## [Working data]
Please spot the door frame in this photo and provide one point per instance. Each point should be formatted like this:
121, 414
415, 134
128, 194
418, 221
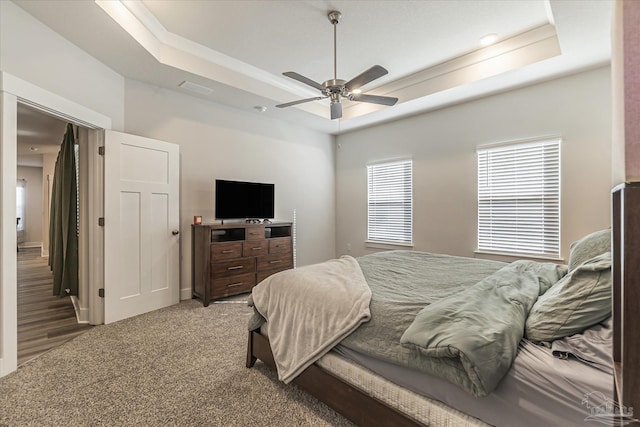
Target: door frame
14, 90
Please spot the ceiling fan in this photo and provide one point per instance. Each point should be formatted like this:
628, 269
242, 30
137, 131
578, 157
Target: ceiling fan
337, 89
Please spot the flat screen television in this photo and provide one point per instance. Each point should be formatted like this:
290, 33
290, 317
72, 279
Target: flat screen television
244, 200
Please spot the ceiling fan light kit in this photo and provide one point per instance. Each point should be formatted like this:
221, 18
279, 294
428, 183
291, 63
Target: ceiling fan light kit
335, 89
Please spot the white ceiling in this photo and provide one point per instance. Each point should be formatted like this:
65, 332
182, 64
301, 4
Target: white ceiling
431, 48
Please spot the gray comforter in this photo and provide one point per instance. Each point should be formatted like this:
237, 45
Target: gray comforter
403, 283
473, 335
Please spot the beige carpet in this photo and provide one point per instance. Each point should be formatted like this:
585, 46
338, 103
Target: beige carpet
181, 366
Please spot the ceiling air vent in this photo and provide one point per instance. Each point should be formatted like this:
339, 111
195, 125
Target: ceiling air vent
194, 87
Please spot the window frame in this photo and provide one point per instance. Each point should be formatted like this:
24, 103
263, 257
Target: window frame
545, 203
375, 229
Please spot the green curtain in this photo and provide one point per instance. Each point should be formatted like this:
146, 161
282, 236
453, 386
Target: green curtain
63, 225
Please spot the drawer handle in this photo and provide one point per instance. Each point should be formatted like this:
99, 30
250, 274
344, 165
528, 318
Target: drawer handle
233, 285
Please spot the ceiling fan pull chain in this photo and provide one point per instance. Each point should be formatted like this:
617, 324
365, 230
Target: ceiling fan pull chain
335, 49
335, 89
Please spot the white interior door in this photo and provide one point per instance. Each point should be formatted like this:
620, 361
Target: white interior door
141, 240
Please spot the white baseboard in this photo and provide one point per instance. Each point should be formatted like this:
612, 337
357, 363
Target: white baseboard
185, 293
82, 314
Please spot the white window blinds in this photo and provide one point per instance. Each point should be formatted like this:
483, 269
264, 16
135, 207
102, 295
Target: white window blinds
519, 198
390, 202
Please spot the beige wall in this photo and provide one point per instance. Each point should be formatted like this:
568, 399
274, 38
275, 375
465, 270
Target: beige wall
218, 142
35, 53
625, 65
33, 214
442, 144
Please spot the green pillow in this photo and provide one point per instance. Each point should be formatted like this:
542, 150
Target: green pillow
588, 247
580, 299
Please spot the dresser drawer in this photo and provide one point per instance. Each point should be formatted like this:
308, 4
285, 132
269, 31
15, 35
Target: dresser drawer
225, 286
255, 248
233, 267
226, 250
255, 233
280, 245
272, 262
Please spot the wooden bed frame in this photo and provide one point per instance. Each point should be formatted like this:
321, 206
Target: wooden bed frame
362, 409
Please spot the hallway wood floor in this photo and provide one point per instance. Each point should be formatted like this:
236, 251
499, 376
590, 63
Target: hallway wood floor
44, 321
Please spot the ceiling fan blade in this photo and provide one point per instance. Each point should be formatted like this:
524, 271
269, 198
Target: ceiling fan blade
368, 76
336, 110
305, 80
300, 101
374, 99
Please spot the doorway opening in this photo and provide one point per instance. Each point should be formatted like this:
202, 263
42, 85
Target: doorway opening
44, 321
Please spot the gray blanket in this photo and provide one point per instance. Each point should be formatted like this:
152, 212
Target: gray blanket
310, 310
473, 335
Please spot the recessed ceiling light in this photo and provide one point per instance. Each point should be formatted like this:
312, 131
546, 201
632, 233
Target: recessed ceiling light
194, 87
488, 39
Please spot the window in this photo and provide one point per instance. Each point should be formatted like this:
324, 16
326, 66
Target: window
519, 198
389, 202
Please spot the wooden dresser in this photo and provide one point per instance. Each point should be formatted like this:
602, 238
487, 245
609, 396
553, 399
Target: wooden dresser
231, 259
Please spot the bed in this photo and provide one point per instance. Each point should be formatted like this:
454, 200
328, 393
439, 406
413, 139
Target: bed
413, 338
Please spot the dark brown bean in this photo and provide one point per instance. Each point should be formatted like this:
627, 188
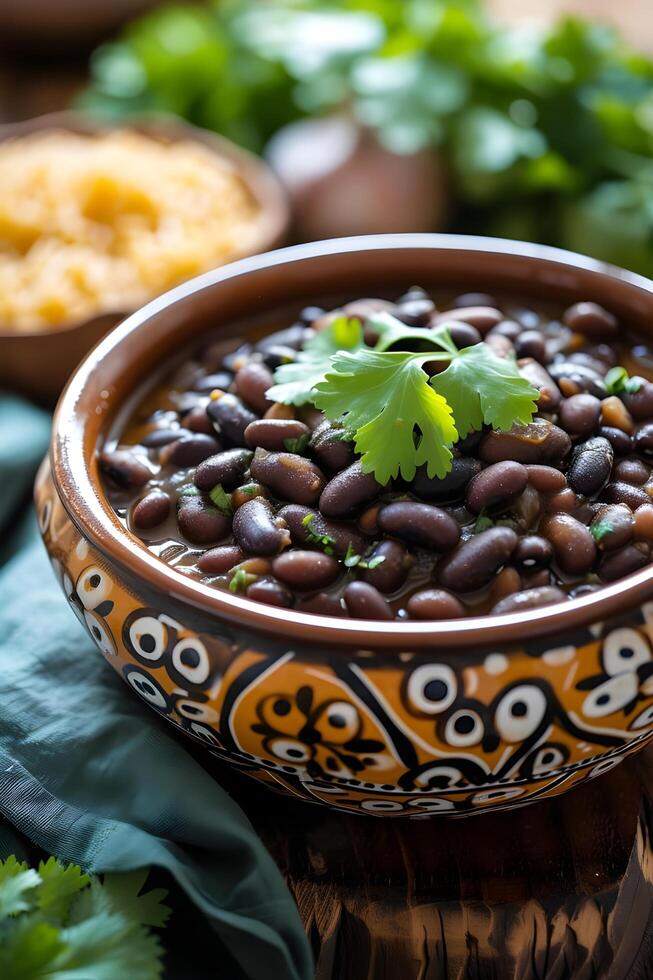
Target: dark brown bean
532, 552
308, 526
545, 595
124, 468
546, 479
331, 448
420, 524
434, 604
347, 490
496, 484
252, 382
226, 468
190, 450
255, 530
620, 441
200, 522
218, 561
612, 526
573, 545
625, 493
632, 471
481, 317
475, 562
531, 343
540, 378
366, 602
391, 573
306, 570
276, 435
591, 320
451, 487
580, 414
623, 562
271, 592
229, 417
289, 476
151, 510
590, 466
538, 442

## [Job]
Please revise the rows above by changing every "spot" to "locate" and leaving all other text as it is. Omit the pictures from your answer.

## [Written response]
Please locate the door frame in this photo and provide one point per instance. Each point should be formatted like this:
121, 414
415, 134
128, 194
418, 221
Target: door frame
14, 90
Please locate the ceiling fan in this photo and provide one point per instance. Each point should be formatted like this:
628, 269
242, 30
137, 131
578, 157
Target: ceiling fan
337, 89
Please locate the flat screen television in this photo and provide one point per instance. Each point should be formatted like this:
290, 33
290, 317
72, 279
Target: flat screen television
244, 200
Please locate the ceiling fan light kit in this photo and provide one point per instance. Each point should be formatted like this:
221, 18
279, 294
428, 183
291, 63
Target: ceiling fan light kit
335, 89
Please locate the white ceiling in this photo and provide one point per instance. Each point should be formatted like this:
65, 332
182, 64
301, 4
Target: white ceiling
431, 48
Please locate the gray comforter in this photo and provide one point per instance. Each point should be formatted like this:
237, 45
Target: gray comforter
403, 283
473, 335
Please locate the beige carpet in this photo and provide one point per instance. Each point should be formatted like this:
585, 46
338, 103
Target: beige carpet
181, 366
Please locate the ceiling air vent in this photo and provide one point per instance. Each point should be formatted like this:
339, 111
195, 125
Target: ceiling air vent
194, 87
Please locate the window frame in this photo and provide one point per instance. Each point should be formatted like this:
24, 103
263, 257
Target: window frame
545, 203
375, 229
Please locate the green curtain in this photo and provide one point per instance. Each point should be formatted like this:
146, 161
282, 236
453, 386
Target: green curtain
63, 225
Please locate the drawer handle in this photo and provide one point per instance. Each point should be formatted like this:
99, 30
250, 274
344, 165
528, 318
Target: drawer handle
233, 285
Please locate the ceiling fan pull chain in this photo and provide one point per instance. Each point should be formatted like this:
617, 324
365, 230
Target: ceiling fan pull chain
335, 49
335, 89
Please locate the white interior door in this photo and provide one point per instance. Each point should be formatted like this:
620, 361
Target: white interior door
141, 240
Please locate the white baseboard in this photo and provide one point per instance. Each point should be formatted like this:
612, 337
357, 363
Target: white baseboard
185, 293
82, 314
Please locate the white window blinds in this photo and provide one point per instance. Each point should be formatted like this:
483, 269
264, 16
135, 207
102, 295
Target: white window blinds
519, 198
390, 202
Please locate the beige wall in this photo and provide one point per instance. Each point should be formatted like this:
568, 399
274, 38
275, 375
465, 270
Target: beige wall
218, 142
35, 53
625, 65
33, 214
442, 144
Please locate the green pillow in this photo and provide one point per instance. Each point should be formatted like this:
542, 150
Target: green pillow
588, 247
580, 299
Please locate the dresser drawer in this photo and provide one point per instance. Each point should be formatted like this:
308, 4
285, 132
269, 31
15, 35
Target: dresser drawer
225, 286
255, 248
233, 267
226, 250
255, 233
280, 245
272, 262
Please locate the wooden bed frame in this photo and provide one point per instance. Each point should be formatted like this:
321, 206
Target: wooden bed frame
362, 409
Please locate the hallway wood floor in this photo and provide one point per instance. Each point should be formatted like this:
236, 251
499, 376
590, 63
Target: hallway wood floor
44, 321
Please locate the ceiling fan blade in this photo and provide one point per instance. Each point should be formatted like this:
524, 271
269, 198
Target: ceiling fan blade
368, 76
336, 110
305, 80
300, 101
374, 99
Please locate the doorway opening in this photo and provide one point per instance. Each point should be formatted like this:
202, 263
42, 85
Target: doorway opening
44, 321
Please locate the gray blanket in this photo and provide one point per instance. Each point should be formatted like this:
152, 212
Target: gray blanket
310, 310
473, 335
Please locate the recessed ceiling light in this photo and provide one point per instance. Each point should be formatted like this:
312, 131
546, 201
632, 233
Target: recessed ceiling light
194, 87
488, 39
Please locate the window in this photo and provide one point per instance. Each point should be formatted like this:
324, 16
326, 66
Target: window
519, 198
389, 202
Please locate the wooden dresser in this photo and provide one point per instance. Each point should be formatted like this:
602, 238
487, 245
609, 396
553, 399
Target: wooden dresser
231, 259
Please locate the bed in this photo and provide one point per instance. Each point should be formatted like this:
454, 200
328, 393
439, 406
413, 139
Target: bed
413, 338
Please locate the dark brown bean in this photo and provide one point per instance. Each point should be formatted like this:
627, 188
Target: dark brown bean
532, 552
308, 526
545, 595
124, 468
546, 479
331, 448
420, 524
434, 604
347, 490
496, 484
252, 382
226, 468
190, 450
255, 530
620, 441
200, 522
218, 561
612, 526
573, 545
625, 493
632, 471
481, 317
475, 562
531, 343
540, 378
366, 602
391, 573
306, 570
276, 435
591, 320
451, 487
580, 414
623, 562
271, 592
229, 417
289, 476
151, 510
590, 466
538, 442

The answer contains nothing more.